--- Start Extracted text ---

The Perfect Machine (75 page)

Palomar is no longer the isolated peak Hussey surveyed in 1903. At dusk darkness comes suddenly to the mountain, but today the overhead canopy of stars is dimmed by the looms of light of Los Angeles to the northwest and San Diego to the southwest. The light pollution would bring chills to George Hale, who thought this remote mountain safe forever. San Diego years ago agreed to use low-pressure sodium illumination for outdoor public lighting; the distinct yellow light can be filtered from images and spectra. In 1993, supposedly as a crime-prevention measure, the San Diego City Council reversed the decision and authorized the use of high-pressure sodium lights. The light from Los Angeles is unbridled and has steadily diminished the effectiveness of the telescopes even as far away as Palomar.

--- End Extracted text ---
--- Start Record excerpts ---

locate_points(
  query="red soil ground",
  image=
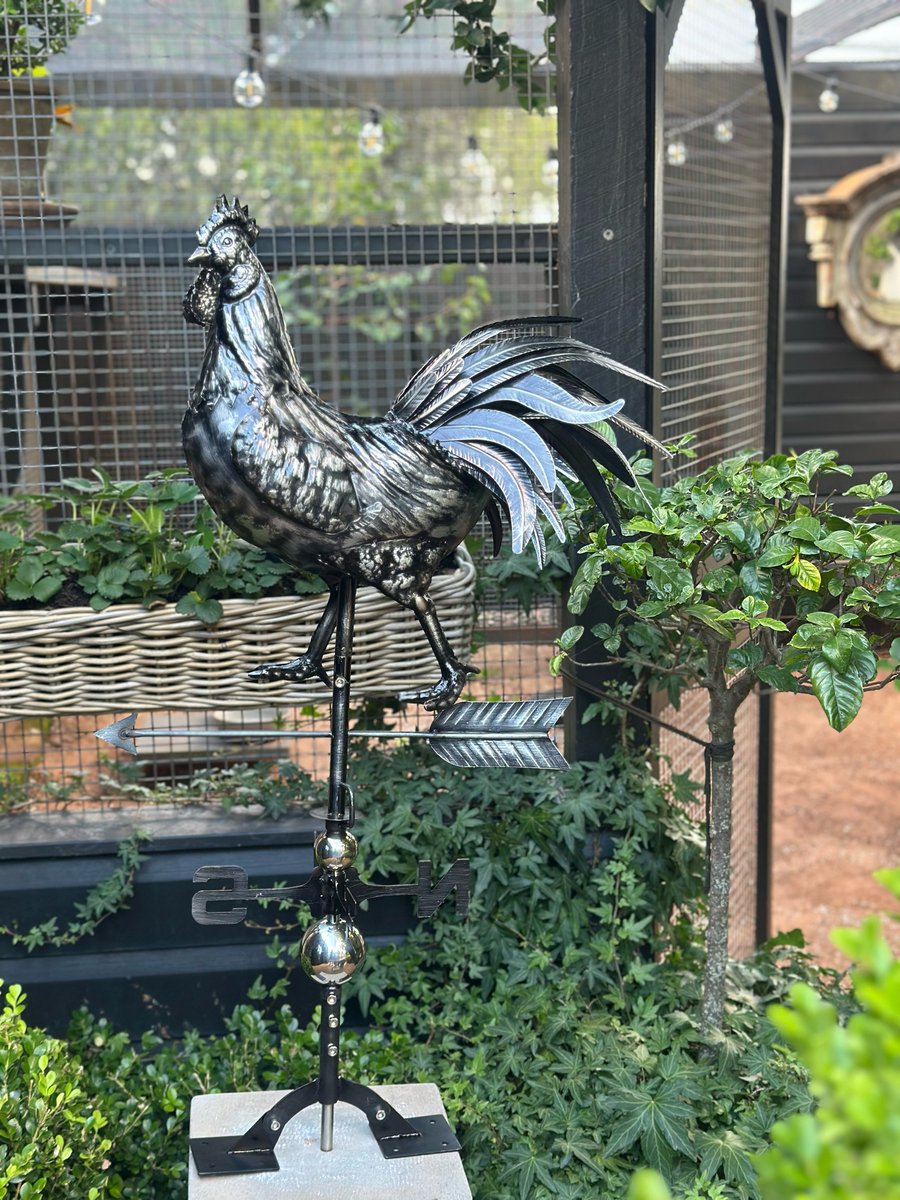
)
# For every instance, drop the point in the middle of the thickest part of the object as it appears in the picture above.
(837, 817)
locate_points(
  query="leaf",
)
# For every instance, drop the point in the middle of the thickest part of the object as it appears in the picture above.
(744, 657)
(778, 551)
(840, 541)
(754, 582)
(780, 678)
(726, 1151)
(672, 582)
(807, 574)
(839, 693)
(47, 586)
(838, 649)
(886, 543)
(570, 636)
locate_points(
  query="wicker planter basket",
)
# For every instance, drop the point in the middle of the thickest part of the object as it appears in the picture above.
(78, 661)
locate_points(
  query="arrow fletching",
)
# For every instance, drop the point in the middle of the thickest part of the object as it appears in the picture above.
(120, 733)
(501, 733)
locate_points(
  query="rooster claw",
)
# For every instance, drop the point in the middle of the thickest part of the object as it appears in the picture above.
(295, 671)
(445, 691)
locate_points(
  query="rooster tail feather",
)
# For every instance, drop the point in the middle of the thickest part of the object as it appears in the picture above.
(509, 480)
(509, 432)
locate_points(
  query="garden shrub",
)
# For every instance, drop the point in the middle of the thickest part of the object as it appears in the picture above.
(559, 1020)
(849, 1149)
(52, 1129)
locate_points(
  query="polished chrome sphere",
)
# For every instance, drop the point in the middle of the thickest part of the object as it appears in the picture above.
(335, 851)
(331, 951)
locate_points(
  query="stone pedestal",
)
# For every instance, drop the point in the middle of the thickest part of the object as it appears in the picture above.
(353, 1170)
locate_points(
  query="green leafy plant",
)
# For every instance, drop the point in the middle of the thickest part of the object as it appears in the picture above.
(847, 1147)
(149, 541)
(33, 30)
(52, 1134)
(747, 574)
(105, 899)
(561, 1020)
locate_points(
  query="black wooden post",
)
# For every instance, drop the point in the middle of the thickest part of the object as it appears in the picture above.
(773, 23)
(609, 76)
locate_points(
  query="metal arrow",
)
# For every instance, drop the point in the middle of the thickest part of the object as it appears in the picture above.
(493, 733)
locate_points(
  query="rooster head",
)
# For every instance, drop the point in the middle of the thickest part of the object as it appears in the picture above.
(226, 238)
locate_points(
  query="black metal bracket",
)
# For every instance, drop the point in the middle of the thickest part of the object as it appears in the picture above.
(255, 1150)
(323, 891)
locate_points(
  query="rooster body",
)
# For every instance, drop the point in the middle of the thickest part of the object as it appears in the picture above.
(382, 499)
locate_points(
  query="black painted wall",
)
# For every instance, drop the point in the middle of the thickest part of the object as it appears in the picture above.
(838, 396)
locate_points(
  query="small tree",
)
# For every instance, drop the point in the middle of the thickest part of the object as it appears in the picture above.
(744, 575)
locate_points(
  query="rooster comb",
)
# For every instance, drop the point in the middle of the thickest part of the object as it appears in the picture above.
(228, 214)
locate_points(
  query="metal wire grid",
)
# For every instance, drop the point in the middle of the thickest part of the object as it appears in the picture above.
(97, 360)
(714, 324)
(717, 196)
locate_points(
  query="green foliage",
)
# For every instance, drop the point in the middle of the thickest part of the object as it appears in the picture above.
(379, 304)
(33, 30)
(493, 55)
(749, 573)
(274, 789)
(105, 899)
(148, 543)
(559, 1020)
(847, 1147)
(53, 1138)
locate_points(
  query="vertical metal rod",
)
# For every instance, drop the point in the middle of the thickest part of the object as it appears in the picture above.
(341, 703)
(337, 819)
(329, 1068)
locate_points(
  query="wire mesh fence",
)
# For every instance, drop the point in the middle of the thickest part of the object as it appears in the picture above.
(715, 325)
(399, 208)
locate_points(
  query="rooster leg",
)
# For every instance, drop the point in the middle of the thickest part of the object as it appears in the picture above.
(310, 665)
(454, 673)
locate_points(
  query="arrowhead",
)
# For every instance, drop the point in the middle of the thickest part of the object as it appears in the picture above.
(120, 733)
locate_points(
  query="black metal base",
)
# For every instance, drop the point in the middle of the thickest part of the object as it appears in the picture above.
(435, 1138)
(216, 1156)
(253, 1151)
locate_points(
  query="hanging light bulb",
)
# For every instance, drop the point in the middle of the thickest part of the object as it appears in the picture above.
(91, 13)
(550, 171)
(249, 88)
(676, 154)
(828, 99)
(371, 136)
(473, 161)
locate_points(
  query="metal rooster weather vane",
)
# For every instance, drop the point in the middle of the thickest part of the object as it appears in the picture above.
(496, 424)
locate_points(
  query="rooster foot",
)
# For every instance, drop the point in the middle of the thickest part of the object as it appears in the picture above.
(297, 671)
(445, 691)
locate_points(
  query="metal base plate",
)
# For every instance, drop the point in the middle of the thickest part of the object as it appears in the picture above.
(437, 1138)
(211, 1156)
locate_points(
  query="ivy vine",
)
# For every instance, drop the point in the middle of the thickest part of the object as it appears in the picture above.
(105, 899)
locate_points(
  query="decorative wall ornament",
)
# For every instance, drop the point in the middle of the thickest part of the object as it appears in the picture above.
(853, 233)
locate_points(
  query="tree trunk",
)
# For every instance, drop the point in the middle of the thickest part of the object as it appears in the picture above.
(723, 712)
(721, 772)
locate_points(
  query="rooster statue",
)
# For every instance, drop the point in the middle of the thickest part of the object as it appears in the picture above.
(495, 423)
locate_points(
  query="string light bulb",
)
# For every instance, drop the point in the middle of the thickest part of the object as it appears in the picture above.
(828, 99)
(91, 16)
(473, 161)
(371, 136)
(550, 171)
(249, 89)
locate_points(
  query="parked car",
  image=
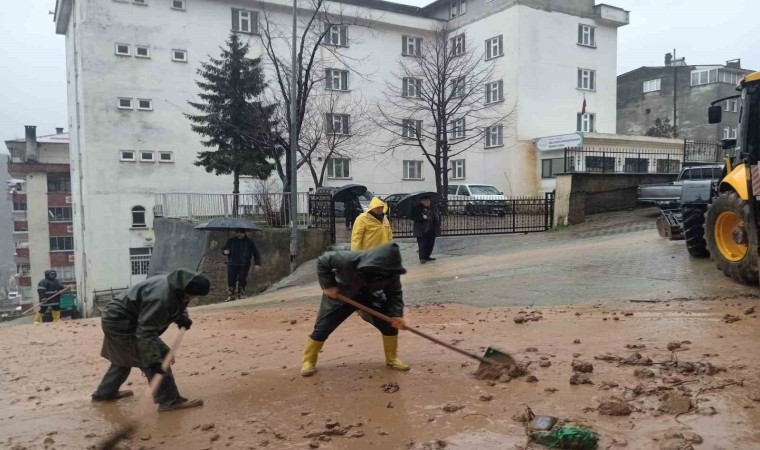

--- End Record excerpts ---

Job 1: In the passage about light pollution at Palomar, what kind of lights did the San Diego City Council authorize in 1993?
Job 2: Extend the passage about light pollution at Palomar, picking up right after its final sentence.

Right answer 1: High-pressure sodium lights.

Right answer 2:
But even with the troublesome light pollution of the distant cities, the heavens from Palomar are magic. No exterior lights burn at the observatory, so eyes can adjust quickly to the night sky. On a night with good seeing, the canopy overhead is ablaze with pinpoints of light. Familiar constellations are sometimes hard to find in the blanket of stars. The Milky Way can be so dense it is difficult to discern individual stars. The seeing at Palomar has never matched the best of the seeing at Mount Wilson, but the observatory has made a long effort to reduce locally generated atmospheric turbulence with new paint on the domes, insulation of the dome floor, and by removing or insulating internal sources of heat in offices, electrical equipment, oil tanks, pumps, and motors. Astronomers rate the seeing each night in arc seconds
of resolution, the lower the better. The seeing the night before—on a good night it is below an arc second—is a sure subject of discussion at breakfast in the Monastery.

The shutters of the big dome are usually opened in late afternoon, to allow the telescope to adjust to the outside temperature. In early tests the dome insulation held the interior temperature to within 0.1° over twenty-four hours, but every night is different, and every procedure that can improve the local seeing helps. The open shutters on the dome at dusk are a beckoning invitation as the astronomers drive or walk from the Monastery to the telescope.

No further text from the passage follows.